### Consignes de travail:
(1) D'après le texte sur la dette technologique, par quoi une IA doit-elle être « nourrie » pour générer le résultat attendu ?
(2) Prolongez, s'il vous plaît, le texte sur la dette technologique à partir de la fin de son dernier paragraphe.

##### Document source

C’est un pari risqué : si un jour l’IA n’est plus là, que se passera-t-il ? Comment fera-t-on si personne ne maitrîse plus la technologie originelle qui nous a permis d’en arriver où nous sommes actuellement ? Plus personne ne pourra reconstituer cette matière noire car plus personne n’aura la connaissance nécessaire pour recréer ce sur quoi repose notre société.
En léguant ce genre de pratiques exigeantes à l’IA, nous contractons de notre plein gré une « dette technologique » auprès de nos prédecesseurs. Nous acceptons de construire sur la technologie de ceux qui ont bâti notre monde (et qui ne sont plus là pour en témoigner) sans même la comprendre. Nous acceptons de dépendre de leurs exploits sans pouvoir les répéter. Nous vivons alors l’histoire “en lecture seule”.

Et ce pari se fait au dépend l’IA elle-même. Car pour générer le résultat qu’on attend, une IA doit être “nourrie” par des données. Plus ces données sont qualitatives, plus elle offrira des réponses satisfaisantes.
Alors qui alimentera l’IA si plus personne ne développe la compétence nécessaire à la production d’un corpus qualitatif sur lequel l’IA peut se baser ? L’IA elle-même peut-être ?
Sûrement pas. Car en innondant internet de ces productions, on prend le risque de dégrader la qualité des données d’entrée et donc de dégrader progressivement la qualité des productions de l’IA. On entre dans une boucle de rétroaction négative :

  • Si l’IA peint (par exemple grâce à Midjourney ou Dall-E), personne ne peindra plus à un si haut niveau de technicité ; et si personne ne peint plus suffisamment bien, alors l’IA n’aura plus de quoi s’alimenter si ce n’est par sa propre production ; comme sa propre production n’est jamais au niveau des peintres les plus subtils, le circuit « pourrit » peu à peu, et l’IA se dégrade progressivement.
  • Si l’IA code (par exemple grâce à Copilot), personne ne codera plus à un si haut niveau de technicité ; et si personne ne code plus suffisamment bien, alors l’IA n’aura plus de quoi s’alimenter si ce n’est par sa propre production ; comme sa propre production n’est jamais au niveau des programmeurs les plus expérimentés, le circuit « pourrit » peu à peu, et l’IA se dégrade progressivement.

##########
##### Données enregistrées

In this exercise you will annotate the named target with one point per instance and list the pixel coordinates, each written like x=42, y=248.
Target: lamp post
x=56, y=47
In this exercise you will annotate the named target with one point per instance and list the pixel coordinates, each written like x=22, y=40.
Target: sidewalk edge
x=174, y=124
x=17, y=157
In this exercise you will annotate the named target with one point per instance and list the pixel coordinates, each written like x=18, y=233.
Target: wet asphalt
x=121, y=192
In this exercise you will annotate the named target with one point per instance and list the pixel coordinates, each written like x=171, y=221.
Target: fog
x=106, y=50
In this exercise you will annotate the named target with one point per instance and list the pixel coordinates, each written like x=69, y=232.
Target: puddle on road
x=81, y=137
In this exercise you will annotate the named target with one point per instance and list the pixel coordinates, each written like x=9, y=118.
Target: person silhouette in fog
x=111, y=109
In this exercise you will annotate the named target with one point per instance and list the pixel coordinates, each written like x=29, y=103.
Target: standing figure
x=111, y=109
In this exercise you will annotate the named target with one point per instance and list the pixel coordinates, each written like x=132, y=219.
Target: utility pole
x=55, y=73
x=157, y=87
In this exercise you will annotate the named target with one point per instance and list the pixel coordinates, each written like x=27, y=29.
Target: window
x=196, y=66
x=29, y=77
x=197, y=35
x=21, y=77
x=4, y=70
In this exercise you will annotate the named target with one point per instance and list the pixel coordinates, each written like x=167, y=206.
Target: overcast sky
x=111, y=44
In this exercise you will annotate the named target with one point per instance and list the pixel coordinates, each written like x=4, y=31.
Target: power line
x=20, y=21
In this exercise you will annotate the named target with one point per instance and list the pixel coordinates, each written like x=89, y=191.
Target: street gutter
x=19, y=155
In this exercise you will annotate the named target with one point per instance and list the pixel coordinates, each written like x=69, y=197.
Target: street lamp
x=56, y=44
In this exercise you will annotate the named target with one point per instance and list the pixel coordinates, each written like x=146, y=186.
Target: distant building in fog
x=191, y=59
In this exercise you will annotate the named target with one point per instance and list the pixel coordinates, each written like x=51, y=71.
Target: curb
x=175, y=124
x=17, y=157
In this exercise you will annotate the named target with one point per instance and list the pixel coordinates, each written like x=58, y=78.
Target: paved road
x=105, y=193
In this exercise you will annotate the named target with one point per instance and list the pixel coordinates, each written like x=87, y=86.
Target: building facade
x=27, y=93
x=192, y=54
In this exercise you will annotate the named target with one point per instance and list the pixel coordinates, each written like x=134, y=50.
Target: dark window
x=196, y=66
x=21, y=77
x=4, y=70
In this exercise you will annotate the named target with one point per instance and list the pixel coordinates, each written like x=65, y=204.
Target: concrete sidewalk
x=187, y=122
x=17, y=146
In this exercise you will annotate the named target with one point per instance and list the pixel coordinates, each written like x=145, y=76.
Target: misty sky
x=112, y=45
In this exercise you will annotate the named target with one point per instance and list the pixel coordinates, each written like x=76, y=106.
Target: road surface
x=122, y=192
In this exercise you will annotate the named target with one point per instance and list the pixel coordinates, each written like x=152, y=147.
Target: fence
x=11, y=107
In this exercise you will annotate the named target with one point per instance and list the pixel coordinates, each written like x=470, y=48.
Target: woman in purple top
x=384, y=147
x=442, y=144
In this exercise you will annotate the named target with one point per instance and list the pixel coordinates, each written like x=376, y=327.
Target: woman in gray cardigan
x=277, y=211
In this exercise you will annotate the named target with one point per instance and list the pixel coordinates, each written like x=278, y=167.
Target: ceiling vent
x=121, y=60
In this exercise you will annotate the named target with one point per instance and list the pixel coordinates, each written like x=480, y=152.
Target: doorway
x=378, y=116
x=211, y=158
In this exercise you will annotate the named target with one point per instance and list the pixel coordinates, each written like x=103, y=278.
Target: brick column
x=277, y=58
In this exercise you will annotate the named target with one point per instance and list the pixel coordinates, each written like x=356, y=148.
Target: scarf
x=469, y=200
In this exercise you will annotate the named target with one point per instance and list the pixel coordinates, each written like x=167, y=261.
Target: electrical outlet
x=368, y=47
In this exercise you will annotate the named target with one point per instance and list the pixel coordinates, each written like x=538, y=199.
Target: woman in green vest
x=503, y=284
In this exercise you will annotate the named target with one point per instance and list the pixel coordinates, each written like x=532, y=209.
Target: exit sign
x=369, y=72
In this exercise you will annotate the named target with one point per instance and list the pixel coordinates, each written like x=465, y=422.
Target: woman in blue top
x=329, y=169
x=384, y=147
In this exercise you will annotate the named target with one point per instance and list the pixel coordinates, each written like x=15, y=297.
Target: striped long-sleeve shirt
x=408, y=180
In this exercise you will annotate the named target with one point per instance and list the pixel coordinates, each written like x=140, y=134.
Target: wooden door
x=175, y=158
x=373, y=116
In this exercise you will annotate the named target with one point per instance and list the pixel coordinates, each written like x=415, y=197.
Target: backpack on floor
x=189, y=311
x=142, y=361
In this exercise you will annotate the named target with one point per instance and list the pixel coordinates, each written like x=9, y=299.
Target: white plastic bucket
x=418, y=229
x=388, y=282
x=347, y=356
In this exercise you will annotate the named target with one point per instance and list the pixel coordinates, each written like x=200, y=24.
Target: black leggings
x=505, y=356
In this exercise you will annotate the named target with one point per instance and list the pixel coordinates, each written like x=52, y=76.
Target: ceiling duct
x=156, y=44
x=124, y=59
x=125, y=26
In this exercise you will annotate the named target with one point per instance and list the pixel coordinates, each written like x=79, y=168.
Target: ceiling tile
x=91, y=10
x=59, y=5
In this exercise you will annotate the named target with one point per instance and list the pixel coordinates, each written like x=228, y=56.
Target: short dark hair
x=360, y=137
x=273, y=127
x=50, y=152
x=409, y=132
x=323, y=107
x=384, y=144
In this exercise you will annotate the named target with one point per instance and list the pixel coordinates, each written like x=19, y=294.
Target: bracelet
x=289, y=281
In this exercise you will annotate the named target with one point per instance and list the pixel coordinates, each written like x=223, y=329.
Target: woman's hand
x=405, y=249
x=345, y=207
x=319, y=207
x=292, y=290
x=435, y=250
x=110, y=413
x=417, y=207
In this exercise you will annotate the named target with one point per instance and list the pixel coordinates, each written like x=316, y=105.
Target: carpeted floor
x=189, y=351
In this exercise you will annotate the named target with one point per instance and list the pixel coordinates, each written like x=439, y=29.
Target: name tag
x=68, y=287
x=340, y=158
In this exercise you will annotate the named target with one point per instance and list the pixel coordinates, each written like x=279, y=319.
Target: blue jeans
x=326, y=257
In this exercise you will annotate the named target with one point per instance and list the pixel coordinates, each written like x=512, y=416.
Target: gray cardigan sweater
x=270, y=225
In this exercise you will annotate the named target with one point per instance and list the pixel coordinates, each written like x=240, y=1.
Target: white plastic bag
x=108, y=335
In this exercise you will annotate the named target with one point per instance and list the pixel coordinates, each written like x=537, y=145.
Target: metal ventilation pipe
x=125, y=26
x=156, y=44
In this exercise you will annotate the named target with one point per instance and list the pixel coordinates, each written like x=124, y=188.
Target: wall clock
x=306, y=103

##########

### Réponses par consigne:
(1) Par des données.

(2)
On est donc en droit de se demander si la démocratisation de l’IA, en remplaçant certains emplois qualifiés, ne finira pas par « tuer » certaines pratiques exigeantes et ainsi dégrader ce savoir tacite aussi essentiel pour nos sociétés qu’invisible à nos yeux.

Conserver cette matière noire, ce savoir tacite, c’était jadis le rôle des monastères3. En effet, on doit par exemple aux monastères chrétiens la plupart des textes connus de Grèce Antique. Mais tous ces textes ne représenteraient que 13% du corpus réel, perdu à jamais. Ces institutions, en vivant en autarcie, étaient complètement indépendantes du système et de l’infrastructure de leur temps. En fait, ce mode de subsistence a instauré les conditions idéales pour la perpétuation d’un savoir non-essentiel à l’activité économique immédiate mais primordiale à la constitution d’une civilisation. En gardant et en ré-actualisant perpétuellement les savoirs originels, ils ont su maintenir en place les piliers sur lesquels nos infrastructures sociales et technologiques reposent.
Où sont les monastères aujourd’hui ?


  1. https://github.com/features/copilot/ ↩︎

  2. https://news.ycombinator.com/item?id=31567567#31567696

    My broad view is that each time another “magic” tech comes along, eg macro assemblers, high-level compilers, [etc.] the best human contribution just moves up the abstraction level. And given the maxim that (in this case) one can write about the same number of debugged lines of code at each level, the result is more interesting and productive over time.